»»
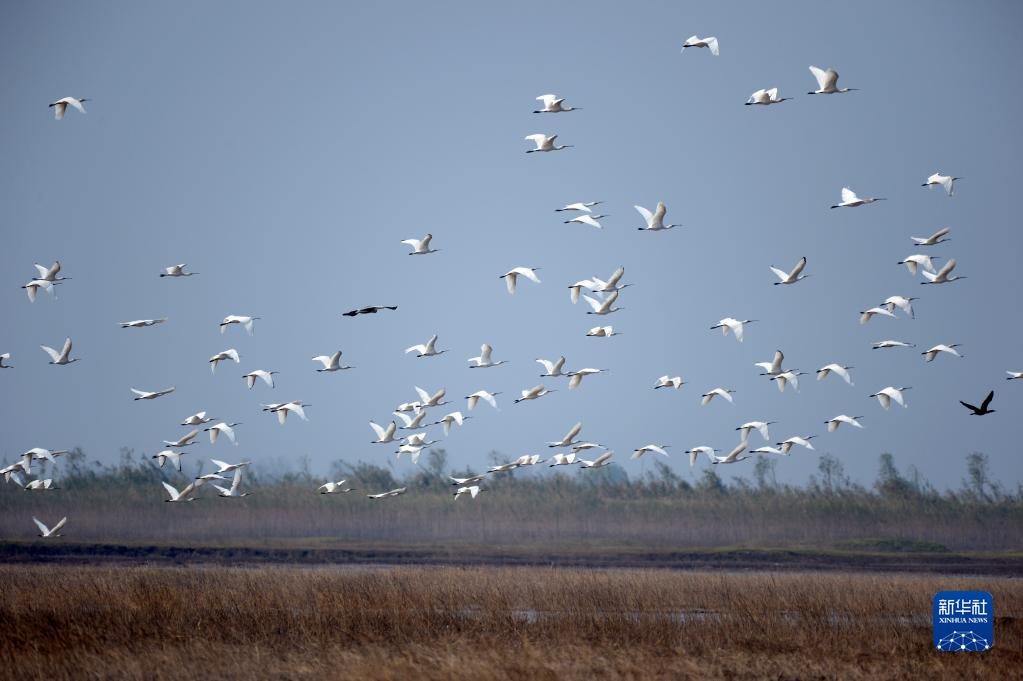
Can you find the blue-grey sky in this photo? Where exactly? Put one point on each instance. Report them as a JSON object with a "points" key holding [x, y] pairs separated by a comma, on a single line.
{"points": [[283, 150]]}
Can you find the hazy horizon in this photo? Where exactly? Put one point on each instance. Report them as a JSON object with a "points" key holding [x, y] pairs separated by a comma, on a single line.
{"points": [[283, 152]]}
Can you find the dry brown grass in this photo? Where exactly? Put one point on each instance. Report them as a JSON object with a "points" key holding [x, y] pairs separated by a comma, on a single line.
{"points": [[230, 623]]}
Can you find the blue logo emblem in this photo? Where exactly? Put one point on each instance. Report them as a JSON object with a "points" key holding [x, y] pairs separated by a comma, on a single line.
{"points": [[964, 621]]}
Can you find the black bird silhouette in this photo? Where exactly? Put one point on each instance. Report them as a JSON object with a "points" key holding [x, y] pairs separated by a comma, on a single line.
{"points": [[370, 310], [983, 406]]}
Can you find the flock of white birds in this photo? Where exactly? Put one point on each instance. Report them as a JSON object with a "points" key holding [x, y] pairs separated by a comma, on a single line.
{"points": [[412, 438]]}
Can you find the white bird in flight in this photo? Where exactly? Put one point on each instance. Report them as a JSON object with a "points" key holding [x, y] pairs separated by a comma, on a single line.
{"points": [[265, 376], [591, 220], [330, 362], [431, 400], [484, 361], [656, 449], [284, 408], [544, 143], [655, 221], [177, 271], [226, 428], [887, 395], [32, 288], [942, 275], [420, 246], [884, 345], [709, 42], [828, 82], [734, 455], [139, 323], [914, 263], [533, 393], [183, 441], [602, 332], [584, 207], [669, 381], [553, 104], [44, 454], [833, 423], [230, 353], [552, 368], [865, 315], [850, 199], [734, 325], [768, 450], [50, 532], [787, 445], [697, 451], [169, 455], [243, 320], [454, 417], [179, 496], [60, 105], [384, 435], [766, 97], [717, 392], [786, 377], [335, 488], [604, 307], [512, 276], [933, 239], [144, 395], [196, 419], [578, 375], [486, 396], [943, 180], [471, 490], [791, 277], [224, 466], [63, 357], [49, 273], [429, 349], [569, 439], [235, 490], [900, 302], [838, 370], [392, 493], [602, 460], [940, 348], [759, 426], [773, 367], [602, 286], [562, 459], [458, 482]]}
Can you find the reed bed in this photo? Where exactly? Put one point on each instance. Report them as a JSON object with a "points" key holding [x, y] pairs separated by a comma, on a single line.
{"points": [[235, 623]]}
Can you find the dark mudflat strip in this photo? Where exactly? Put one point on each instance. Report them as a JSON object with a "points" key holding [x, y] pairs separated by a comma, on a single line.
{"points": [[734, 559]]}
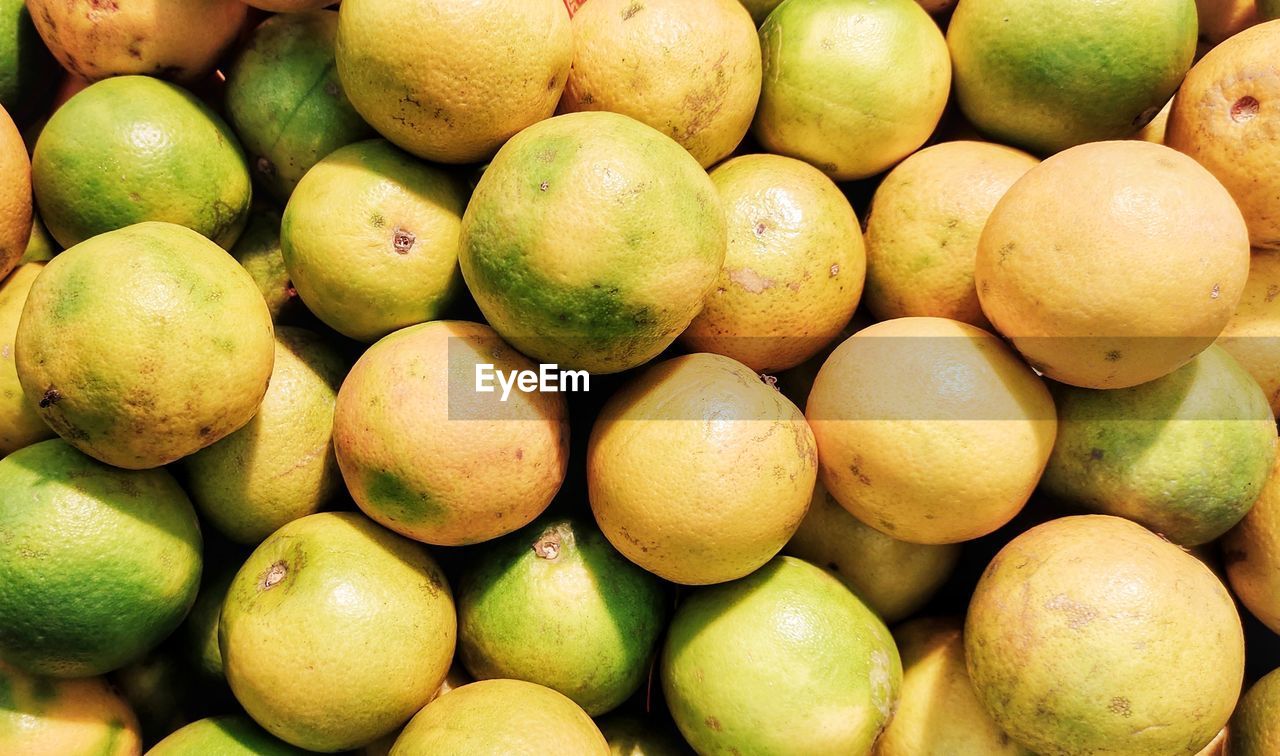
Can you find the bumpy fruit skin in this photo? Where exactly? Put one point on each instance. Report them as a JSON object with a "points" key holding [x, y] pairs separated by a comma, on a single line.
{"points": [[402, 63], [1047, 76], [1080, 630], [785, 660], [145, 344], [97, 564], [592, 241]]}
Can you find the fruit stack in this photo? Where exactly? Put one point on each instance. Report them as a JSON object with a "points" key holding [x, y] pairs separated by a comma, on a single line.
{"points": [[640, 376]]}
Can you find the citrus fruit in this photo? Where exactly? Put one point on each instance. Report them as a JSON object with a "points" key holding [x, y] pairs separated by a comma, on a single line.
{"points": [[1225, 118], [280, 466], [1080, 628], [794, 266], [689, 69], [135, 149], [224, 736], [513, 56], [19, 422], [909, 413], [42, 716], [938, 713], [1046, 74], [428, 456], [284, 99], [336, 631], [699, 471], [592, 241], [516, 594], [1251, 553], [1139, 452], [1112, 264], [498, 718], [370, 239], [923, 229], [850, 86], [892, 577], [96, 564], [785, 660], [145, 344]]}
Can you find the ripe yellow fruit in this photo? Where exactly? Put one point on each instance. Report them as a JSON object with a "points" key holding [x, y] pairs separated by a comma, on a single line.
{"points": [[909, 415], [1112, 264]]}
««
→ Yönerge
"Can you find the fruit" ifadesinin geçtiği satırdan başlayıp en son satıra kadar uzanan satırları (ikisi de dahil) eksiksiz yeniden yazar mısın? Yazarken cevaplardaki her koordinat değerini 11 artırarak kaydır.

→ Yanıt aşağıda
Can you find the fruit stack in this photo? Where exactly? Put one point on each instance. Report them as a JSON object with a "points" key holding [x, y] pairs separated by a comma, on a single line.
{"points": [[651, 387]]}
Can you find the citrus fruit in this photo? Where exactly? Put one point on each instance. Report them as a JSON object with a "points" key holding [x, y] pairs separated by a comma, on a single line.
{"points": [[1236, 129], [291, 477], [1091, 639], [805, 277], [700, 80], [146, 160], [235, 747], [524, 67], [30, 433], [920, 424], [53, 727], [949, 724], [1057, 85], [439, 467], [295, 110], [347, 642], [710, 482], [603, 252], [527, 605], [1262, 564], [1150, 463], [1123, 275], [509, 729], [381, 250], [934, 240], [861, 97], [903, 588], [107, 575], [796, 671], [156, 355]]}
Can you find the ripe yellow fruit in this photo? Where exactly? Put one point on each instance. Report them as a JSON object with a "points" key holding [x, y] pairs separated by a comma, on a single line.
{"points": [[920, 426], [1123, 275]]}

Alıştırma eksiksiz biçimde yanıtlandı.